TEXT UNDER STUDY |
■ ■ ■ ■ ■ ■ ■

Introducing code reviews to a team – Part 2

It has been almost two months since the introduction of code reviews in the team and there have been some positive and not-so positive outcomes. At this point I wouldn’t call it a complete success but we are definitely on the right track. We are communicating more and code quality has improved as a whole.

I’d like to highlight some of the mistakes I made when introducing this new process and how we’ve managed to pull ourselves out of it, to the detriment of progress and confidence.

As you read this, be patient. I talk about Git quite a bit more than code reviews, but you’ll understand why as you continue reading.

Our current workflow

Although I wrote about it in my initial blog post, I’ll briefly go over our current workflow.

  1. Before starting a new piece of work, a developer creates a branch named after the ticket ID so it’s easy to track
  2. Once work is complete the branch is committed and pushed up to GitHub
  3. The developer creates a pull request and asks the team for a code review. The code review process also involves testing.
  4. If code review is given the OK by at least two developers, the author merges the code into our main deployment branch for a further test by a stakeholder external to our team.

■ ■ ■ ■ ■ ■ ■

REQUIRED WORK | How would you resume the blog post about introducing code reviews to a team, picking up right after its last numbered workflow step?

Point localization data:
■ ■ ■ ■ ■ ■ ■

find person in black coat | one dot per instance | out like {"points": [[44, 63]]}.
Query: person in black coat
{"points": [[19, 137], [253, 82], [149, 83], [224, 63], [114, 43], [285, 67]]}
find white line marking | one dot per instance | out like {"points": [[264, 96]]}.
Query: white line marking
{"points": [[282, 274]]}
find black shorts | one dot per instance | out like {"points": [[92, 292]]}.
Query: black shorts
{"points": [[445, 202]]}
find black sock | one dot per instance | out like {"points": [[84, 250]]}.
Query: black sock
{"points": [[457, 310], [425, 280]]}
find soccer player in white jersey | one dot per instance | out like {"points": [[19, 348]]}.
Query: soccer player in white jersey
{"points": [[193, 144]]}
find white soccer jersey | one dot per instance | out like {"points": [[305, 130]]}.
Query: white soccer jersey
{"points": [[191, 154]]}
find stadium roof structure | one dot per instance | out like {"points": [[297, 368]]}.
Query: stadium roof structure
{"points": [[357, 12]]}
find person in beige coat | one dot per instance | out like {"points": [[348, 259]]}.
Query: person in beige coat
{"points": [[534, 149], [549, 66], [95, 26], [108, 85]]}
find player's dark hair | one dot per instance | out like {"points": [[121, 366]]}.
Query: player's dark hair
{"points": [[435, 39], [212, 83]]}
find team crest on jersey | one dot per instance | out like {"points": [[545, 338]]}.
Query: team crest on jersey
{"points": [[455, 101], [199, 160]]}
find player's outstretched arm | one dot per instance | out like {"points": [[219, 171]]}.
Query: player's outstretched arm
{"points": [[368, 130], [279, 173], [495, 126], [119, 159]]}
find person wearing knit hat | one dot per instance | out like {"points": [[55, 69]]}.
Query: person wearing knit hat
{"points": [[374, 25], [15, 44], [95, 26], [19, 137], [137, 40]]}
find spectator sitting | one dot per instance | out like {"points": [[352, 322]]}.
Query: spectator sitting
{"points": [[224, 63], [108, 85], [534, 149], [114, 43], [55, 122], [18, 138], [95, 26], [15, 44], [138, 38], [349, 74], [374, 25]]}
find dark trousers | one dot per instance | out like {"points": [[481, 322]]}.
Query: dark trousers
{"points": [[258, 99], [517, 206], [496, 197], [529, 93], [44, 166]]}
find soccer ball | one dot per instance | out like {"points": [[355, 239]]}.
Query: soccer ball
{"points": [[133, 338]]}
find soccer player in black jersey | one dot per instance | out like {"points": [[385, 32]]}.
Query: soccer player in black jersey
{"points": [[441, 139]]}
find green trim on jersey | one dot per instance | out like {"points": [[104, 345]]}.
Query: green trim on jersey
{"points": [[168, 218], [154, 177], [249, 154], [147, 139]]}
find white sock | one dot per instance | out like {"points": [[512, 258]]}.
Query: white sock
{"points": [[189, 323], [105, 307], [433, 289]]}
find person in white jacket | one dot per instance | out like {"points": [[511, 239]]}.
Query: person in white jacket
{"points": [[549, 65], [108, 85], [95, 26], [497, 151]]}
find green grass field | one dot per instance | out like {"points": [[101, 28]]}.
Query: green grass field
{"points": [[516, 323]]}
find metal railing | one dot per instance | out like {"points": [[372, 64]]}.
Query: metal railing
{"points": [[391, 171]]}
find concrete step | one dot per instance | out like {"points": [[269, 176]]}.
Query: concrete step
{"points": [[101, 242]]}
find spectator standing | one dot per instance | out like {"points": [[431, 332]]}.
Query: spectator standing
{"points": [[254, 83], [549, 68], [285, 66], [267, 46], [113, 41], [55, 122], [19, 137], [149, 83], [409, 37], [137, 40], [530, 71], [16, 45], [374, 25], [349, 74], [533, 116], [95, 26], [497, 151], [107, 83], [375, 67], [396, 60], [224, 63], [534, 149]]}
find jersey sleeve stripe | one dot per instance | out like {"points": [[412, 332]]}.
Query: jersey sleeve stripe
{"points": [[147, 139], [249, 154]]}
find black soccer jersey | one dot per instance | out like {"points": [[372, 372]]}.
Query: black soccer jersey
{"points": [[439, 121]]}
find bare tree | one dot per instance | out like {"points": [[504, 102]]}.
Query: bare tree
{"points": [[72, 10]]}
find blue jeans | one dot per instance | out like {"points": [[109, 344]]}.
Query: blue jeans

■ ■ ■ ■ ■ ■ ■

ANSWER SPACE |
  5. If the code review fails, then, then things slow down.

The workflow is a mish-mash of techniques I’ve learnt over time from working in very large teams (~30 developers) to very small ones (2 – 6). This coupled with some blog posts I’ve read online about modern development methods, mainly like the workflow above. You have tiny feature or bug branches and nothing gets through the brick walled pull request unless people have reviewed it.

Relying on tools to fix social issues

Before taking on this new role as manager the team were quite comfortable using SVN, checking into a single branch and creating tags for deployments. Tried and tested practices. Work was done, checked in (without review) and tested only by the developer who wrote the code. They then moved on to the next piece of work. There was nothing standing in their way.

And here lies the problem where I didn’t take the team’s background into consideration when enforcing this workflow. When people are committing code without roadblocks then code reviews become an impediment to getting stuff done. Pull requests were not the solution here, it was communication. My mistake was thinking that introducing the team to pull requests would solve that problem.

In reality what this did was slow people down to the point where almost nothing was making it’s way into the core codebase for deployment. Developers forgot to update their local repository before creating new branches causing a huge amount of merge conflicts. Pull requests turned into forums of discussion where there were so many comments, the mere thought of reviewing the code and the comments was off-putting. Pull requests would in-turn remain there for days or weeks. The team became skeptical of our workflow, and rightly so. I didn’t introduce it to the team correctly.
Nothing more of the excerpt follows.